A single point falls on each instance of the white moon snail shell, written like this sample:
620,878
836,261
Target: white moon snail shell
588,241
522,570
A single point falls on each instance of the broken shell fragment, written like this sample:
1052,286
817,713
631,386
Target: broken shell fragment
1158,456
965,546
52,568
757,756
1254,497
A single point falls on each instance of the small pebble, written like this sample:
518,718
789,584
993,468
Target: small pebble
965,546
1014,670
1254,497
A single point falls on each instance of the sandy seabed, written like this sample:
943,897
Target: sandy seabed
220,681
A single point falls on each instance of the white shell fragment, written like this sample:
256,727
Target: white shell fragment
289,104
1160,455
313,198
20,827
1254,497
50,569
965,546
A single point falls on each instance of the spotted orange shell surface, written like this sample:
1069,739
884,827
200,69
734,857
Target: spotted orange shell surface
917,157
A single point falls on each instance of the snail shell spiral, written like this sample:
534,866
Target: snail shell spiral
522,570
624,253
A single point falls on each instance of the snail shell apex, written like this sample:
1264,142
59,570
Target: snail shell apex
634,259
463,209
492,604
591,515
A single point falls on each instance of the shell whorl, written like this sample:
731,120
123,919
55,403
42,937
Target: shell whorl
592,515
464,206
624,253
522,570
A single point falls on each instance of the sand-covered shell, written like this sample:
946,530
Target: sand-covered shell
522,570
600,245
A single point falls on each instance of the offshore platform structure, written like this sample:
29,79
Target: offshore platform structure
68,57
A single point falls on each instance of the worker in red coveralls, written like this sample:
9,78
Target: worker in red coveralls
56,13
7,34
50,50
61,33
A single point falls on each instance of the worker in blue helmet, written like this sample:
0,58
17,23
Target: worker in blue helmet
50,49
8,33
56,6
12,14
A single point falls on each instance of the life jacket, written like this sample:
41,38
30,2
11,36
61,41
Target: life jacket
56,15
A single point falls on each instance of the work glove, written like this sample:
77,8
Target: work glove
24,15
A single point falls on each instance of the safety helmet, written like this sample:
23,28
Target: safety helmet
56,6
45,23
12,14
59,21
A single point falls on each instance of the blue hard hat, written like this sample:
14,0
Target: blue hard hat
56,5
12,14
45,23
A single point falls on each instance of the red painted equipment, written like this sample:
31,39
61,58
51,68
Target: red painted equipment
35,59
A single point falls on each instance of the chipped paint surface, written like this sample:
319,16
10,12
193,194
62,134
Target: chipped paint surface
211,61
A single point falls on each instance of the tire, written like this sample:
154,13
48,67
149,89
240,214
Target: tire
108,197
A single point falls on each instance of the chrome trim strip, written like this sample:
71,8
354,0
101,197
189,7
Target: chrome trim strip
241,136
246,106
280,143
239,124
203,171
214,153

━━━━━━━━

§ **WHAT TO PRODUCE**
The answer must be a word-for-word transcription of every record above.

§ **RESULT OF THE EXERCISE**
A single point falls on each instance of the white moon snail shell, written like this sample:
620,878
836,261
Target: white moon snail shell
588,241
522,570
A single point falls on each instance of the broken shell fragment, written like this sample:
1052,286
817,713
631,386
Target: broken shell fragment
1158,456
965,546
52,568
757,756
1254,497
A single point falls on each instance of the small pebble, written like this sample:
518,718
789,584
993,468
Target: small pebble
965,546
1014,670
1254,497
A single point falls on each instance of the sandy seabed, written like this sample:
943,897
Target: sandy seabed
220,681
A single point falls on each instance of the white shell fragment, written like this sample:
256,727
Target: white shell fragment
289,104
1160,455
313,198
20,827
1254,497
50,569
965,546
A single point falls on each instance of the spotted orange shell surface, written like this sample:
1069,739
884,827
200,69
734,857
Target: spotted orange shell surface
917,157
A single point falls on each instance of the snail shell spiral, written like this sample:
534,866
Target: snail shell spiral
522,570
624,253
A single point falls on each instance of the snail shell apex, written like this sample:
1264,142
59,570
Target: snail shell apex
634,259
463,209
492,604
591,515
A single point falls on each instance of the shell whorl, written like this sample:
731,120
123,919
55,403
42,937
Target: shell whorl
592,515
464,206
624,253
522,570
A single point falls on each instance of the sand-covered shell, written like this sample:
946,530
Target: sand-covered shell
522,570
600,245
A single point falls on each instance of the offshore platform structure, written like this sample:
29,79
Target: offshore platform structure
68,57
A single point falls on each instance of the worker in red coveralls, written like this sample:
9,78
Target: worker in red coveralls
56,13
7,34
50,50
61,33
A single point falls on each instance of the worker in blue helmet, written like this sample:
0,58
17,23
Target: worker in blue helmet
50,49
8,33
56,6
12,14
A single point falls on each instance of the life jacket, written like this sample:
41,38
30,2
11,36
61,41
Target: life jacket
56,15
A single point falls on each instance of the work glove, written like this sample:
77,8
Target: work glove
24,15
A single point falls on each instance of the safety helmet, written like this sample:
23,28
Target: safety helmet
56,6
45,23
12,14
59,21
A single point falls on each instance of the blue hard hat, written like this sample:
14,0
Target: blue hard hat
56,5
12,14
45,23
A single point falls on each instance of the red painted equipment, written like this sample:
31,39
61,58
51,68
Target: red painted equipment
35,59
A single point falls on each instance of the chipped paint surface, written like this sample:
319,16
10,12
193,194
62,134
Target: chipped paint surface
211,61
A single point falls on each instance of the tire, written like this sample:
154,13
48,67
149,89
240,214
Target: tire
108,197
A single point falls on each instance of the chrome trim strip, written like this sample:
71,8
354,0
101,197
189,7
Target: chrome trim strip
241,136
246,106
280,143
239,124
203,171
214,153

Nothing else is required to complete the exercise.